_Aim of the exercise_: Print the entries below word for word, line by line, leaving out the pictures.

# start of Data excerpts

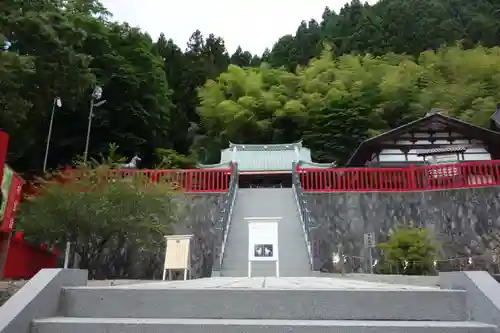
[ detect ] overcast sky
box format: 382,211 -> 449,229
101,0 -> 376,55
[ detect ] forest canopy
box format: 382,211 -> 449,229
0,0 -> 500,172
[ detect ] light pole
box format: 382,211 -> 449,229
43,97 -> 62,173
83,86 -> 106,163
2,40 -> 12,52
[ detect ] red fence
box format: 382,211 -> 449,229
66,168 -> 231,192
4,232 -> 58,279
297,160 -> 500,192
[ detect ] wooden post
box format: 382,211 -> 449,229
0,131 -> 12,280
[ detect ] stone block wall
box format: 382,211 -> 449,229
173,193 -> 226,278
305,187 -> 500,269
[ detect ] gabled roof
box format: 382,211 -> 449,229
346,113 -> 500,166
200,141 -> 332,172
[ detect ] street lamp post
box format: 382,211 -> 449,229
83,86 -> 106,163
43,97 -> 62,173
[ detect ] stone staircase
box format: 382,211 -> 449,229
31,277 -> 497,333
221,188 -> 311,277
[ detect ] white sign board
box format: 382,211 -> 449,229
163,235 -> 193,280
248,221 -> 278,261
245,217 -> 281,277
364,232 -> 375,249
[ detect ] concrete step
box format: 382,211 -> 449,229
60,284 -> 468,321
32,317 -> 496,333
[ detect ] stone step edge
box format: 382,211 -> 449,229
33,317 -> 496,328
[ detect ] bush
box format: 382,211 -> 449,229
377,227 -> 437,275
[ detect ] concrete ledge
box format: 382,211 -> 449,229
60,283 -> 467,320
0,269 -> 88,333
439,271 -> 500,327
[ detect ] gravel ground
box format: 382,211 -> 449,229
0,273 -> 439,306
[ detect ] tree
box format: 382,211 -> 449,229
17,158 -> 182,278
377,227 -> 437,275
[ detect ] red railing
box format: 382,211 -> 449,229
297,160 -> 500,192
4,232 -> 58,279
64,168 -> 231,192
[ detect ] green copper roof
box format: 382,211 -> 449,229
200,142 -> 332,172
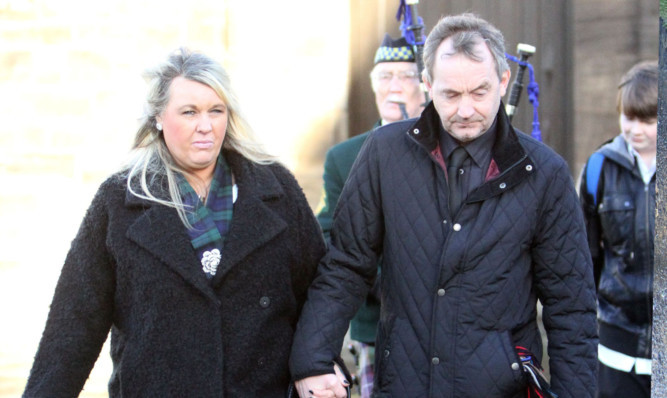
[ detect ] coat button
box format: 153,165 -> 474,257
259,296 -> 271,308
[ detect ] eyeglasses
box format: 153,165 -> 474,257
371,70 -> 418,84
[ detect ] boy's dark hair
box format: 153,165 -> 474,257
616,61 -> 658,120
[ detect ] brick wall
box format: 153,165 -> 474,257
0,0 -> 349,397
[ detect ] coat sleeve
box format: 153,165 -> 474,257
290,135 -> 384,380
317,149 -> 345,242
23,181 -> 115,397
290,168 -> 326,312
579,156 -> 604,287
532,162 -> 598,398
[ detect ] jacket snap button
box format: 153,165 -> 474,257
259,296 -> 271,308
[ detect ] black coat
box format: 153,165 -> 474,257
580,135 -> 655,358
25,152 -> 324,397
290,104 -> 597,398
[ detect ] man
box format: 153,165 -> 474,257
579,61 -> 659,398
290,14 -> 597,398
317,35 -> 424,398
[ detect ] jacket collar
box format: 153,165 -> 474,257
408,101 -> 535,202
125,151 -> 287,301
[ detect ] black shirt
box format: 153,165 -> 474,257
440,116 -> 497,198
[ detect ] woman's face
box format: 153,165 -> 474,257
156,76 -> 227,179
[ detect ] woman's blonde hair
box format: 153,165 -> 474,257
126,48 -> 276,228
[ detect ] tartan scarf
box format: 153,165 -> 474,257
179,152 -> 234,279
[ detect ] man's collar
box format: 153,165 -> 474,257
440,117 -> 498,167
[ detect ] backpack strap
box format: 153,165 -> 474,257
586,152 -> 604,207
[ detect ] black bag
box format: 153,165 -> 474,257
515,346 -> 558,398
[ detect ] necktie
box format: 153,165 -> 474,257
447,146 -> 468,218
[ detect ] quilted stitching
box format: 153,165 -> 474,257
293,109 -> 597,397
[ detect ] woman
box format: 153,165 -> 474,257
24,50 -> 324,397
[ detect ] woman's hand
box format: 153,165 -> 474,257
294,365 -> 350,398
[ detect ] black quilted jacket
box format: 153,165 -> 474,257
290,104 -> 597,398
580,135 -> 655,358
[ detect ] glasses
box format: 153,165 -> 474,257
371,70 -> 418,84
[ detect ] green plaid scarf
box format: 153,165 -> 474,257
179,153 -> 234,279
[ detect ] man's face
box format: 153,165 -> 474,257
371,62 -> 424,123
619,113 -> 658,156
426,39 -> 510,142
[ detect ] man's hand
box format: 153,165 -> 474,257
294,365 -> 350,398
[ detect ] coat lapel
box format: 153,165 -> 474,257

# end of Data excerpts

_Written reply_:
[ detect ] overcast sky
box format: 382,211 -> 449,229
101,0 -> 376,55
[ detect ] forest canopy
box format: 382,211 -> 449,229
0,0 -> 500,172
[ detect ] light pole
box format: 382,211 -> 449,229
43,97 -> 62,173
83,86 -> 106,163
2,40 -> 12,52
[ detect ] red fence
box format: 382,211 -> 449,229
66,168 -> 231,192
4,232 -> 58,279
297,160 -> 500,192
[ detect ] wooden post
box format: 382,211 -> 449,229
0,131 -> 12,280
[ detect ] stone block wall
box format: 382,211 -> 449,229
173,193 -> 226,278
305,187 -> 500,269
[ detect ] gabled roof
box format: 382,211 -> 449,229
346,113 -> 500,166
200,141 -> 332,172
[ detect ] street lamp post
box format: 382,211 -> 449,229
83,86 -> 106,163
43,97 -> 62,173
[ detect ] stone staircase
box format: 382,211 -> 449,229
31,277 -> 497,333
221,188 -> 311,277
[ detect ] white sign board
box format: 382,211 -> 449,229
163,235 -> 193,280
248,221 -> 278,261
245,217 -> 281,277
364,232 -> 375,249
[ detect ] concrete step
box format: 382,211 -> 449,229
60,284 -> 468,321
32,317 -> 496,333
[ detect ] stone step edge
box format: 382,211 -> 449,229
33,317 -> 496,328
[ detect ] bush
box format: 382,211 -> 449,229
377,227 -> 437,275
[ detect ] concrete ledge
box format: 382,211 -> 449,229
60,283 -> 467,320
0,269 -> 88,333
439,271 -> 500,327
[ detect ] gravel ground
box format: 382,211 -> 449,229
0,273 -> 439,306
[ detect ] tree
box format: 382,211 -> 449,229
17,158 -> 182,278
377,227 -> 437,275
[ detect ] red railing
box format: 382,211 -> 449,229
297,160 -> 500,192
4,232 -> 58,279
64,168 -> 231,192
[ detect ] green copper roof
box format: 382,211 -> 449,229
200,142 -> 332,172
[ detect ] coat button
box format: 153,165 -> 474,257
259,296 -> 271,308
[ detect ] eyeglasses
box format: 153,165 -> 474,257
371,70 -> 418,84
[ detect ] boy's dark hair
box format: 153,165 -> 474,257
616,61 -> 658,120
[ detect ] brick wall
box format: 153,165 -> 474,257
0,0 -> 349,397
[ detect ] coat sleeve
box format: 153,165 -> 474,257
290,135 -> 384,380
317,149 -> 345,242
23,181 -> 115,397
290,168 -> 326,312
579,156 -> 604,287
532,162 -> 598,398
[ detect ] jacket snap button
box format: 153,165 -> 474,257
259,296 -> 271,308
[ detect ] black coat
box format: 153,165 -> 474,257
580,135 -> 655,358
25,152 -> 324,397
290,104 -> 597,398
[ detect ] man
box format: 153,165 -> 474,257
579,61 -> 659,398
290,14 -> 597,398
317,35 -> 424,398
[ detect ] jacket collar
box format: 153,165 -> 474,257
408,101 -> 535,202
125,151 -> 287,301
[ detect ] black shirt
box format: 153,165 -> 474,257
440,116 -> 497,198
[ detect ] woman's face
box format: 153,165 -> 474,257
156,76 -> 227,179
[ detect ] woman's blonde hair
box format: 153,165 -> 474,257
126,48 -> 276,228
[ detect ] tartan scarf
box format: 153,165 -> 474,257
179,152 -> 234,279
[ detect ] man's collar
box format: 153,165 -> 474,257
440,117 -> 498,167
[ detect ] backpack strap
box format: 153,165 -> 474,257
586,152 -> 604,207
[ detect ] black bag
box format: 153,165 -> 474,257
515,346 -> 558,398
[ detect ] necktie
box format: 153,165 -> 474,257
447,146 -> 468,218
[ detect ] quilted stitching
box format: 153,165 -> 474,257
293,109 -> 597,397
[ detect ] woman
box format: 153,165 -> 474,257
24,50 -> 324,397
[ detect ] woman's hand
box format: 153,165 -> 474,257
294,365 -> 350,398
[ detect ] black quilted jacket
box format: 153,165 -> 474,257
290,104 -> 597,398
580,135 -> 655,358
[ detect ] glasses
box format: 153,165 -> 474,257
371,70 -> 418,84
[ detect ] green plaid scarf
box format: 153,165 -> 474,257
179,153 -> 234,279
[ detect ] man's face
box format: 153,165 -> 474,257
371,62 -> 424,123
619,113 -> 658,156
426,39 -> 510,142
[ detect ] man's hand
box format: 153,165 -> 474,257
294,365 -> 350,398
[ detect ] coat lapel
box format: 153,165 -> 474,257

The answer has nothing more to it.